* [Request] Print the listing below exactly.

* [Detection annotation records]
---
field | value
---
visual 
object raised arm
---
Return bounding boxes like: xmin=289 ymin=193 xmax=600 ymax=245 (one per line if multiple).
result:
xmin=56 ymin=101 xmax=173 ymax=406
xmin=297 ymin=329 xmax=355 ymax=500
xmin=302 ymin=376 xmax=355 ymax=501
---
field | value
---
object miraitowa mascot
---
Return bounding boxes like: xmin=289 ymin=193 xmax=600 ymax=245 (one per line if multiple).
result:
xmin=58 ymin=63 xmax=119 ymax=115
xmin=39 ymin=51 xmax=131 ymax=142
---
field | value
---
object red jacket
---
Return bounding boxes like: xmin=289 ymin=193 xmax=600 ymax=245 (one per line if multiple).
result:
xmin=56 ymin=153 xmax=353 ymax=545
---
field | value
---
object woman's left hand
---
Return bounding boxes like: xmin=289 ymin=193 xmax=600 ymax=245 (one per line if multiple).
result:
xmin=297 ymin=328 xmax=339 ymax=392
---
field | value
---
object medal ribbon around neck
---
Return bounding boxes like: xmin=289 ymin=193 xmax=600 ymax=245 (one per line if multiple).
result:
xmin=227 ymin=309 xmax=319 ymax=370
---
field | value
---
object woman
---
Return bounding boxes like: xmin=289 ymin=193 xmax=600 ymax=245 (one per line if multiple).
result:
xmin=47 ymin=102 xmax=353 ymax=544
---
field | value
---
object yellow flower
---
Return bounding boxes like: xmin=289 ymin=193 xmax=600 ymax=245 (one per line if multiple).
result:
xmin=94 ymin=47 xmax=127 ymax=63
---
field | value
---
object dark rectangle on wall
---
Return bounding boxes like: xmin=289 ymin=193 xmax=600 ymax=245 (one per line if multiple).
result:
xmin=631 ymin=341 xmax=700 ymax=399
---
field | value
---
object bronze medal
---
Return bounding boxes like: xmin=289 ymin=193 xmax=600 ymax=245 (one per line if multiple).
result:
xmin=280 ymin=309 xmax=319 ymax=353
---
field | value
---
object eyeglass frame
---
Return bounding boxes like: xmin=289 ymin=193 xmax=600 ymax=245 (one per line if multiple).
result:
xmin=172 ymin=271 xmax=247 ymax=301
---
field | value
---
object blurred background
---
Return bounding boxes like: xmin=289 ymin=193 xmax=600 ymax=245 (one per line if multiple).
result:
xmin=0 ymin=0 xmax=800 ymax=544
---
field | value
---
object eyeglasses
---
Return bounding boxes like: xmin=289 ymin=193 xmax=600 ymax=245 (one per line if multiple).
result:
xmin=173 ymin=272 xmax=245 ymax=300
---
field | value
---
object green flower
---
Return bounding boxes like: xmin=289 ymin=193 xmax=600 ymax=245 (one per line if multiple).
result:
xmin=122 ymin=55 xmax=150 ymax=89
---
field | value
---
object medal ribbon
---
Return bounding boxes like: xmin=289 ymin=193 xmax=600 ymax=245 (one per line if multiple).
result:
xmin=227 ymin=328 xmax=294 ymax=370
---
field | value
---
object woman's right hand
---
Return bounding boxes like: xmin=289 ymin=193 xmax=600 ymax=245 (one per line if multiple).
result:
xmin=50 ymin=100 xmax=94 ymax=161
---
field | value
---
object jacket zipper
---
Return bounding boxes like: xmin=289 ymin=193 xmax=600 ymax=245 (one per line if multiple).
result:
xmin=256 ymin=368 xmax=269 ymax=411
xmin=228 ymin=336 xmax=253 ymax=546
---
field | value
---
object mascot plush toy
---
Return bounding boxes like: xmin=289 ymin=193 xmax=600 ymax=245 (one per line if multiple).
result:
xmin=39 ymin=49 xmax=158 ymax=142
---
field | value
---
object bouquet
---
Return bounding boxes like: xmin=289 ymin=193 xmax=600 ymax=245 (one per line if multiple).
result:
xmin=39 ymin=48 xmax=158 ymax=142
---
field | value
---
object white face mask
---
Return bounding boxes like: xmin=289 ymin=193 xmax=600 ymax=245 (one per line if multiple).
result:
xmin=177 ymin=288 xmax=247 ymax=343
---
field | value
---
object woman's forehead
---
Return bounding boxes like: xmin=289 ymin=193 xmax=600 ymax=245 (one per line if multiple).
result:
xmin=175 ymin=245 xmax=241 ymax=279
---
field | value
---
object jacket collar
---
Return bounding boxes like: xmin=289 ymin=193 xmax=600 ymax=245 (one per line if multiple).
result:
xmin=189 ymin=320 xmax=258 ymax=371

* [Full output]
---
field | value
---
visual 
object raised arm
---
Return bounding boxes like: xmin=289 ymin=193 xmax=600 ymax=245 (one per line if multiple).
result:
xmin=56 ymin=101 xmax=173 ymax=406
xmin=297 ymin=329 xmax=355 ymax=500
xmin=302 ymin=376 xmax=355 ymax=501
---
field | value
---
object miraitowa mascot
---
Return bounding boxes like: xmin=289 ymin=193 xmax=600 ymax=245 (one per line if multiple).
result:
xmin=58 ymin=63 xmax=119 ymax=115
xmin=39 ymin=51 xmax=131 ymax=142
---
field | value
---
object red jacket
---
Return bounding boxes like: xmin=289 ymin=193 xmax=600 ymax=245 (one per line if multiple).
result:
xmin=56 ymin=153 xmax=353 ymax=545
---
field | value
---
object woman's left hand
---
Return bounding boxes like: xmin=289 ymin=193 xmax=600 ymax=245 (one per line if multiple).
result:
xmin=297 ymin=328 xmax=339 ymax=392
---
field | value
---
object medal ribbon around neck
---
Return bounding boxes like: xmin=289 ymin=193 xmax=600 ymax=245 (one per line if multiple).
result:
xmin=227 ymin=309 xmax=319 ymax=370
---
field | value
---
object woman
---
Return bounding boxes like: xmin=289 ymin=193 xmax=600 ymax=245 (one per line if multiple).
result:
xmin=47 ymin=102 xmax=353 ymax=544
---
field | value
---
object yellow flower
---
Return bounding boxes like: xmin=289 ymin=193 xmax=600 ymax=245 (one per line if multiple).
result:
xmin=94 ymin=47 xmax=127 ymax=63
---
field | value
---
object dark rectangle on wall
---
Return bounding boxes like: xmin=289 ymin=193 xmax=600 ymax=245 (one per line if multiple).
result:
xmin=631 ymin=341 xmax=700 ymax=399
---
field | value
---
object bronze medal
---
Return bounding boxes like: xmin=289 ymin=193 xmax=600 ymax=245 (one per line if multiple).
result:
xmin=280 ymin=309 xmax=319 ymax=353
---
field | value
---
object eyeglass frame
---
Return bounding boxes like: xmin=289 ymin=193 xmax=600 ymax=245 (one per line if multiple).
result:
xmin=172 ymin=271 xmax=247 ymax=301
---
field | value
---
object blurred background
---
Return bounding boxes like: xmin=289 ymin=193 xmax=600 ymax=245 (one per line if multiple).
result:
xmin=0 ymin=0 xmax=800 ymax=544
---
field | value
---
object eyeglasses
---
Return bounding boxes like: xmin=289 ymin=193 xmax=600 ymax=245 (one per line if multiple).
result:
xmin=173 ymin=272 xmax=245 ymax=300
---
field | value
---
object green flower
---
Return bounding boxes like: xmin=289 ymin=193 xmax=600 ymax=245 (one per line if multiple).
result:
xmin=122 ymin=55 xmax=150 ymax=89
---
field | value
---
object medal ribbon
---
Return bounding boxes like: xmin=289 ymin=193 xmax=600 ymax=245 (one per line if multiple).
result:
xmin=227 ymin=328 xmax=294 ymax=370
---
field | value
---
object woman's right hand
---
Return bounding boxes like: xmin=289 ymin=193 xmax=600 ymax=245 (one per line if multiple).
result:
xmin=50 ymin=100 xmax=94 ymax=161
---
field | value
---
object jacket zipper
---
Return bounding boxes like: xmin=289 ymin=193 xmax=600 ymax=245 (one per line if multiple).
result:
xmin=256 ymin=368 xmax=269 ymax=411
xmin=228 ymin=336 xmax=253 ymax=546
---
field | value
---
object mascot plush toy
---
Return bounding boxes like: xmin=289 ymin=193 xmax=600 ymax=245 (one per line if multiple).
result:
xmin=39 ymin=49 xmax=158 ymax=142
---
field | value
---
object bouquet
---
Return bounding boxes like: xmin=289 ymin=193 xmax=600 ymax=245 (one per line if multiple).
result:
xmin=39 ymin=48 xmax=158 ymax=142
---
field | value
---
object white face mask
---
Return bounding boxes like: xmin=289 ymin=193 xmax=600 ymax=245 (one per line if multiple).
result:
xmin=177 ymin=288 xmax=247 ymax=343
---
field | value
---
object woman's forehead
---
Return bounding boxes like: xmin=289 ymin=193 xmax=600 ymax=245 (one per line if multiple).
result:
xmin=175 ymin=245 xmax=241 ymax=279
---
field | value
---
object jacket collar
---
Return bounding boxes like: xmin=289 ymin=193 xmax=600 ymax=245 (one per line if multiple).
result:
xmin=189 ymin=320 xmax=258 ymax=371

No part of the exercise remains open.